Stated problem
Please pick out every line in the items below that contains the word "concrete", and copy each one.

The records
-- START --
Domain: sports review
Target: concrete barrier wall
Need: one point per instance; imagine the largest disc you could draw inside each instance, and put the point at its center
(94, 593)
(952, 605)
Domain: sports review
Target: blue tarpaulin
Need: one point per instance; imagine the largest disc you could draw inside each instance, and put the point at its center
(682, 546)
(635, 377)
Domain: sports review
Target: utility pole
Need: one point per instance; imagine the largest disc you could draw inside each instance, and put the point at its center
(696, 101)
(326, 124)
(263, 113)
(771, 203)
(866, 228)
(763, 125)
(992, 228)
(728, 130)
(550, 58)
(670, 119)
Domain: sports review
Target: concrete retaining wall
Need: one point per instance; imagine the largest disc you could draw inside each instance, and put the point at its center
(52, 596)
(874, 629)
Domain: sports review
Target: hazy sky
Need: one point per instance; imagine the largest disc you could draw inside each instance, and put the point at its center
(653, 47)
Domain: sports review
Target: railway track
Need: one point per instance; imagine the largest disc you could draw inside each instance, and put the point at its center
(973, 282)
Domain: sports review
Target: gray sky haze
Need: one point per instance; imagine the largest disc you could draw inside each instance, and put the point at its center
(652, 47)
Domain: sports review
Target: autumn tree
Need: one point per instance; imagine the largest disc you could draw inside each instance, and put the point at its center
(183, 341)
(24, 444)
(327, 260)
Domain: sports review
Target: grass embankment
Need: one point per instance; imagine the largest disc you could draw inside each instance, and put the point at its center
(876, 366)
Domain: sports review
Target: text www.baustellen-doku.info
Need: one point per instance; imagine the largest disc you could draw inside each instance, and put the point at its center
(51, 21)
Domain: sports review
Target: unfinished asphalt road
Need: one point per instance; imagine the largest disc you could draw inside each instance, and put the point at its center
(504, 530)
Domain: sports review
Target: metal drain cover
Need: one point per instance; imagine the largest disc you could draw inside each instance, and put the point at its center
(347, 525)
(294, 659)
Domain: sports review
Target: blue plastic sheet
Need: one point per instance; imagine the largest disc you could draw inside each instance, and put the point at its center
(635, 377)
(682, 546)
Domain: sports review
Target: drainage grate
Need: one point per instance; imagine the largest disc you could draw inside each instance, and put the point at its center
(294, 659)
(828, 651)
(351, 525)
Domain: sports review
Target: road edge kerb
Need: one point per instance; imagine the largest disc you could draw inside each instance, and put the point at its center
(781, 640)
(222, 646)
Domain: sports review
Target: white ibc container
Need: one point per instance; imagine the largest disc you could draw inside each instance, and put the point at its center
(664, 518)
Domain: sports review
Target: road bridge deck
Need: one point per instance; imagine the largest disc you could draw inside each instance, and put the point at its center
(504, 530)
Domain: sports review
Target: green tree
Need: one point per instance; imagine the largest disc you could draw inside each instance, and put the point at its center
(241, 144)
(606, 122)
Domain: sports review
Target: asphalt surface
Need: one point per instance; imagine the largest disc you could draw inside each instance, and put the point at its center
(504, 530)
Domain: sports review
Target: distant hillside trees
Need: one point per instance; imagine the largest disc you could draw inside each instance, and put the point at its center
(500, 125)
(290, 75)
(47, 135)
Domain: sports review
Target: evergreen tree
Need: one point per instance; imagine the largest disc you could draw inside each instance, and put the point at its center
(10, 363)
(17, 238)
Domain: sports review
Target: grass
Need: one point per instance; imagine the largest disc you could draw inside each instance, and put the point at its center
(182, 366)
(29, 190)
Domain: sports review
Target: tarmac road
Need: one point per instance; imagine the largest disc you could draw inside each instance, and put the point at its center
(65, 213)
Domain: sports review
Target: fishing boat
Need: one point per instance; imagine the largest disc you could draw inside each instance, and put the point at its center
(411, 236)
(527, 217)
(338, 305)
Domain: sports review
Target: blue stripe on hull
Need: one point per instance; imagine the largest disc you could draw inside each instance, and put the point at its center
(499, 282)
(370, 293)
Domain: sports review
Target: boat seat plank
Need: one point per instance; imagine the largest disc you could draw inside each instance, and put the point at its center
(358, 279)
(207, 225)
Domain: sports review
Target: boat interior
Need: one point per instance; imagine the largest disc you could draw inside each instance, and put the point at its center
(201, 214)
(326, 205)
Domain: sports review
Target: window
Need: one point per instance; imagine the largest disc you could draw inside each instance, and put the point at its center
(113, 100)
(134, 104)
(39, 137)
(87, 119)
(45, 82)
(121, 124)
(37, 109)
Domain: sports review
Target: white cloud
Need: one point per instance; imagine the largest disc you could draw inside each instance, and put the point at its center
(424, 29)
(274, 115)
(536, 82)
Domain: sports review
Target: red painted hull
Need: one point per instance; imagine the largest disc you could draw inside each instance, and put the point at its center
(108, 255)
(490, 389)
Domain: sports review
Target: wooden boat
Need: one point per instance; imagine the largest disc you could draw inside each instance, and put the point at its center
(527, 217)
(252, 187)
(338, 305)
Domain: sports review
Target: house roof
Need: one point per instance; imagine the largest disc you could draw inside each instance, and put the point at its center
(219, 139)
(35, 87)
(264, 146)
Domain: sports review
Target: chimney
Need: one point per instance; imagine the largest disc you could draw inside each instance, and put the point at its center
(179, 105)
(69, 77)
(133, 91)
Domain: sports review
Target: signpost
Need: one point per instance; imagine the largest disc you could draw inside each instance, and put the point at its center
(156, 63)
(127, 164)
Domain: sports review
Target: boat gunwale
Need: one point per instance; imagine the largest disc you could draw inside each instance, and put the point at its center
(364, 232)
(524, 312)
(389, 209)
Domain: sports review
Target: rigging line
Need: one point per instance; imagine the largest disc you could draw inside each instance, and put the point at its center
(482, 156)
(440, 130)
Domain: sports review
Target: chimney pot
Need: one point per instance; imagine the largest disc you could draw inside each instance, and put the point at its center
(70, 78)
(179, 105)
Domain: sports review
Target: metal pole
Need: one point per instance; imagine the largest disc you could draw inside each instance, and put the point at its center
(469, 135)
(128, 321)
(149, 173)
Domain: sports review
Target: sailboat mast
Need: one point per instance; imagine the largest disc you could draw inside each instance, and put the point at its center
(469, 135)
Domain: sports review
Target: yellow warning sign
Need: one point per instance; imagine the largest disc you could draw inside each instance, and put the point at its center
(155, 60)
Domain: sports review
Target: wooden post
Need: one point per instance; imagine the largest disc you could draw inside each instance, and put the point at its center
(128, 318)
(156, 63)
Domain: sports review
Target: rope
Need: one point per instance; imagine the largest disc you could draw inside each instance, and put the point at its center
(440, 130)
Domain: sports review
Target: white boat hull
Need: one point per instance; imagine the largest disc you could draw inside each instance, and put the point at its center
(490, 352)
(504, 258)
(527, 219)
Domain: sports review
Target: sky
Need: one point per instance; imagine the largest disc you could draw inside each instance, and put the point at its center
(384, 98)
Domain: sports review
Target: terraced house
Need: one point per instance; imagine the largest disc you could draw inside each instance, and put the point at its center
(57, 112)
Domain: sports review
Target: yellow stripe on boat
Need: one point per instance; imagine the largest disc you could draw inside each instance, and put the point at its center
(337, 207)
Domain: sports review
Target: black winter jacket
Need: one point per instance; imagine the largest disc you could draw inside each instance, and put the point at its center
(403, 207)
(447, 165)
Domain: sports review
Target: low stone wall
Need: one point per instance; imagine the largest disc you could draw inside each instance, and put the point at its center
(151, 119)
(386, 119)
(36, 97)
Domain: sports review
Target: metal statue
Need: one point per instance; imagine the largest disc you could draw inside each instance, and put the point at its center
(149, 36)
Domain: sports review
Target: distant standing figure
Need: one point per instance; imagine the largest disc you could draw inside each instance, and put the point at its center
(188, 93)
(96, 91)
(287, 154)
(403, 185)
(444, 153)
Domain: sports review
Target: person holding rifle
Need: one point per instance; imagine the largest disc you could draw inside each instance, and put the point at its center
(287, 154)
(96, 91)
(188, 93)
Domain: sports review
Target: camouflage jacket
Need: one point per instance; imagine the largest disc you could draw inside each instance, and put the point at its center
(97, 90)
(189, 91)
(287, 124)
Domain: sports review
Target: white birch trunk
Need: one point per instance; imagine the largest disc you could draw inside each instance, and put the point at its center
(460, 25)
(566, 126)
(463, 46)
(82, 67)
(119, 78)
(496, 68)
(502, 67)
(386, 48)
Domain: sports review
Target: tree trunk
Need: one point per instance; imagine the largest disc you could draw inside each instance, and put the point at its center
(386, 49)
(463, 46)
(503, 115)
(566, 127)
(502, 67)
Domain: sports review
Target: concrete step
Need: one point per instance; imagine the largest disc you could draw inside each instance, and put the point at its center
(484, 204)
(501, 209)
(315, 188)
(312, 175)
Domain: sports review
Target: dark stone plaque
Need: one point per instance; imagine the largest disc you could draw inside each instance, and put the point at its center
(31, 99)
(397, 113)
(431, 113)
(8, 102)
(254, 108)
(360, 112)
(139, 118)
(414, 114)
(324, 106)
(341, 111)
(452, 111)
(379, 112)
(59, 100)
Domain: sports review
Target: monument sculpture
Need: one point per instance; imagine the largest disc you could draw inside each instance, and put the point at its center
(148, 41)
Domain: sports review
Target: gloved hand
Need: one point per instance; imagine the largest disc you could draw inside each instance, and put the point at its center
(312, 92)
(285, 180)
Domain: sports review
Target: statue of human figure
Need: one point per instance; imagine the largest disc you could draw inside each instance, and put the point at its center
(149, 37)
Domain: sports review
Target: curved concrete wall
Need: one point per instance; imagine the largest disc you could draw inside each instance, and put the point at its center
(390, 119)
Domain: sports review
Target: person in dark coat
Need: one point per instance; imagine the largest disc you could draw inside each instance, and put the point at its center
-- END --
Solution
Target: concrete barrier wall
Target: concrete retaining wall
Target: concrete step
Target: curved concrete wall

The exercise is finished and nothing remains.